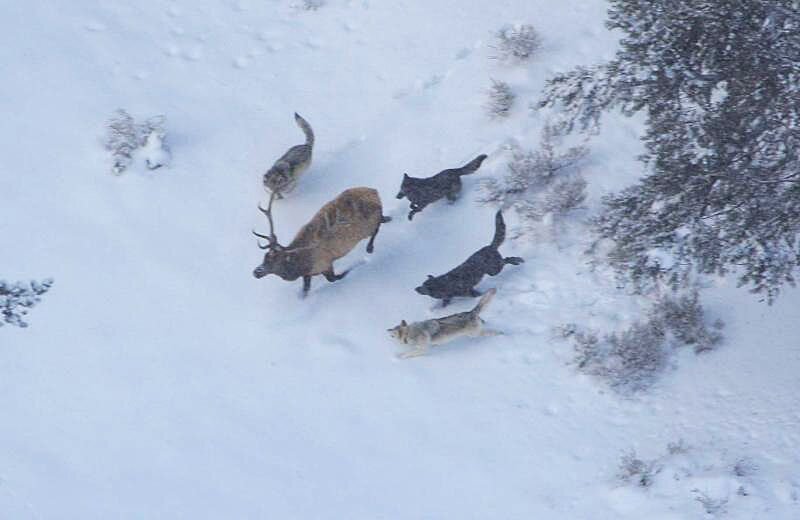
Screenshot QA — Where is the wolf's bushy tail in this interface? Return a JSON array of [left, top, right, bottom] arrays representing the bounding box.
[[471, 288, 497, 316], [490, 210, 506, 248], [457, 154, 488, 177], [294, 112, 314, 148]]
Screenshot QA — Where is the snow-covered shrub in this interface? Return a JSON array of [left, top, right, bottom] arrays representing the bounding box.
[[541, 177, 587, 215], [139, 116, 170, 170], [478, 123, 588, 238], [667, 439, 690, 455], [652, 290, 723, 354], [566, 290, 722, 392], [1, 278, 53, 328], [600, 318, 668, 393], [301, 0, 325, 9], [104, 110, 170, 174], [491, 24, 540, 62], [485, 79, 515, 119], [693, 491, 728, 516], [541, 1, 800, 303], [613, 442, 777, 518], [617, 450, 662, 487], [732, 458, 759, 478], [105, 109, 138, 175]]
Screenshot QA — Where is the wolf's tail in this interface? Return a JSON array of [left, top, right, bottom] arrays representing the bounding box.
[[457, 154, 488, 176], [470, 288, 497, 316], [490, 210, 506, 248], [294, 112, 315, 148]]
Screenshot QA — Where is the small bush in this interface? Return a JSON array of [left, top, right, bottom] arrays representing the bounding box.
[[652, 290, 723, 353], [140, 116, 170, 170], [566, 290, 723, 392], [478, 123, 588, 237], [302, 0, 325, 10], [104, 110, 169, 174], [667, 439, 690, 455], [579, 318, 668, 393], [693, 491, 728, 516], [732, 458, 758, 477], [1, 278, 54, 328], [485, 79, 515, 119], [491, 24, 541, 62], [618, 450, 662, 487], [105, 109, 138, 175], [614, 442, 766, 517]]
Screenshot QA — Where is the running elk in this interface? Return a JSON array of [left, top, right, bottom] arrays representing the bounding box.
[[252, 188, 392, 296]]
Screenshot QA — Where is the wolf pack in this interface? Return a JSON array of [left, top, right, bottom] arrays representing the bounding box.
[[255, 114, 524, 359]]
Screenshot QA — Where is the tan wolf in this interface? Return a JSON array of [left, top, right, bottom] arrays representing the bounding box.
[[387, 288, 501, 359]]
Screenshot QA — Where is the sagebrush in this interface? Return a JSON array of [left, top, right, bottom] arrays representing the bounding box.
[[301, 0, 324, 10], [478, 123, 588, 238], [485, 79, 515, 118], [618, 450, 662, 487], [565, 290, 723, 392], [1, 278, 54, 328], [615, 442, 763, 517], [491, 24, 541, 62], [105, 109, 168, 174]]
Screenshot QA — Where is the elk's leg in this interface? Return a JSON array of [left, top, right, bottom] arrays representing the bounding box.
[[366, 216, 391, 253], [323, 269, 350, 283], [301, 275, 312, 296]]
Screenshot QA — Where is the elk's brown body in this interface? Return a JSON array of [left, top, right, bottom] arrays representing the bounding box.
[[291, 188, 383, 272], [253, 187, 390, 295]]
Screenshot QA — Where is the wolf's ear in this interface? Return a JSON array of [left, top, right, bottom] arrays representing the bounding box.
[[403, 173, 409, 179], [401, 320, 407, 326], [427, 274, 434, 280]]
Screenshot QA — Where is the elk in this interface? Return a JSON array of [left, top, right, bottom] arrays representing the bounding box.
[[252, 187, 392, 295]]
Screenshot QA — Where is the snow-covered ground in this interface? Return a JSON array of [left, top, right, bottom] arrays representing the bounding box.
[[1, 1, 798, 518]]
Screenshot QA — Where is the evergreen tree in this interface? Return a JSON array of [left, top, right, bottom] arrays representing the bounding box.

* What you should do: I would like the data above transcribed exactly, with its pictures left out.

* Reply:
Screenshot QA — Where is the wolf's bushy tail in this interface? Return a JSON array of [left, top, right, bottom] arrays representing the bounding box.
[[471, 288, 497, 316], [490, 210, 506, 248], [457, 154, 488, 177], [294, 112, 314, 148]]
Screenshot QA — Where is the snow-covered shrub in this interface? Return a JSON array of [left, top, right, bottom] arrays representing the bounding box.
[[541, 177, 587, 215], [139, 116, 170, 170], [478, 123, 588, 238], [667, 439, 690, 455], [652, 290, 723, 354], [566, 290, 722, 392], [1, 278, 53, 328], [600, 318, 668, 393], [301, 0, 325, 9], [104, 110, 170, 174], [491, 24, 540, 62], [485, 79, 515, 119], [693, 491, 728, 516], [541, 1, 800, 303], [613, 442, 777, 518], [617, 450, 662, 487], [732, 458, 759, 478], [105, 109, 138, 175]]
Screenshot QA — Where is the wolf's tail in this interface? Return a JSON array of [left, top, right, bottom] arrays representing the bounding box.
[[457, 154, 488, 176], [470, 288, 497, 316], [490, 210, 506, 248], [294, 112, 315, 148]]
Screenshot QA — Where is the small bush in this interface? Return a JSON array of [left, top, right, bottom] arrays representing the bounding box.
[[652, 290, 723, 353], [140, 116, 170, 170], [566, 290, 723, 392], [478, 123, 588, 237], [302, 0, 325, 10], [104, 110, 169, 174], [667, 439, 690, 455], [579, 318, 668, 393], [693, 491, 728, 516], [732, 458, 758, 477], [1, 278, 54, 328], [485, 79, 515, 119], [491, 24, 541, 62], [618, 450, 662, 487], [105, 109, 138, 175], [614, 442, 766, 517]]
Screenshot QA — Where is the running elk in this interface? Return a JSON array of [left, top, right, bottom] arrays representing the bounding box.
[[252, 188, 392, 296]]
Screenshot QA — Where is the wolf pack in this interface? Return a JSON array of [left, top, right, bottom] arrays representing the bounding box.
[[255, 114, 524, 359]]
Screenshot QA — Where is the tan wolf in this interface? Return a JSON array of [left, top, right, bottom] arrays representing the bounding box.
[[387, 288, 501, 359]]
Screenshot QA — Where is the sagebrush in this interface? Return a JSON array of [left, top, right, bottom] arrays representing the bounding box.
[[301, 0, 324, 10], [478, 123, 588, 238], [485, 79, 515, 118], [618, 450, 662, 487], [565, 290, 723, 392], [1, 278, 54, 328], [615, 442, 763, 517], [491, 24, 541, 62], [105, 109, 168, 174]]
Screenshot QA — Where is the elk's leg in this interface? Return a JSON array of [left, top, right, bottom] arrays representing the bounding box.
[[366, 216, 391, 253], [323, 269, 350, 283], [301, 275, 312, 296]]
Screenshot QA — Where is the elk's brown body in this interface? Return a JSON array of [left, top, right, bottom] arrays representing the bounding box.
[[291, 188, 383, 272], [253, 187, 390, 295]]
Screenshot QA — Where is the wolf's ear in this interface? Return a JSON array of [left, top, right, bottom] arrays representing the bounding box.
[[403, 173, 409, 179], [401, 320, 407, 326], [427, 274, 434, 280]]
Screenshot QA — Where is the elk in this interface? Return a JSON array of [left, top, right, bottom] arrays representing the bounding box.
[[252, 187, 392, 295]]
Screenshot QA — Where is the snow-covered ground in this interface? Return a JSON array of [left, top, right, bottom] arrays representing the bounding box.
[[1, 1, 798, 518]]
Screenshot QA — Where is the evergreen tree in this interface? Return a JSON array of [left, top, right, bottom] arrays representing the bounding box.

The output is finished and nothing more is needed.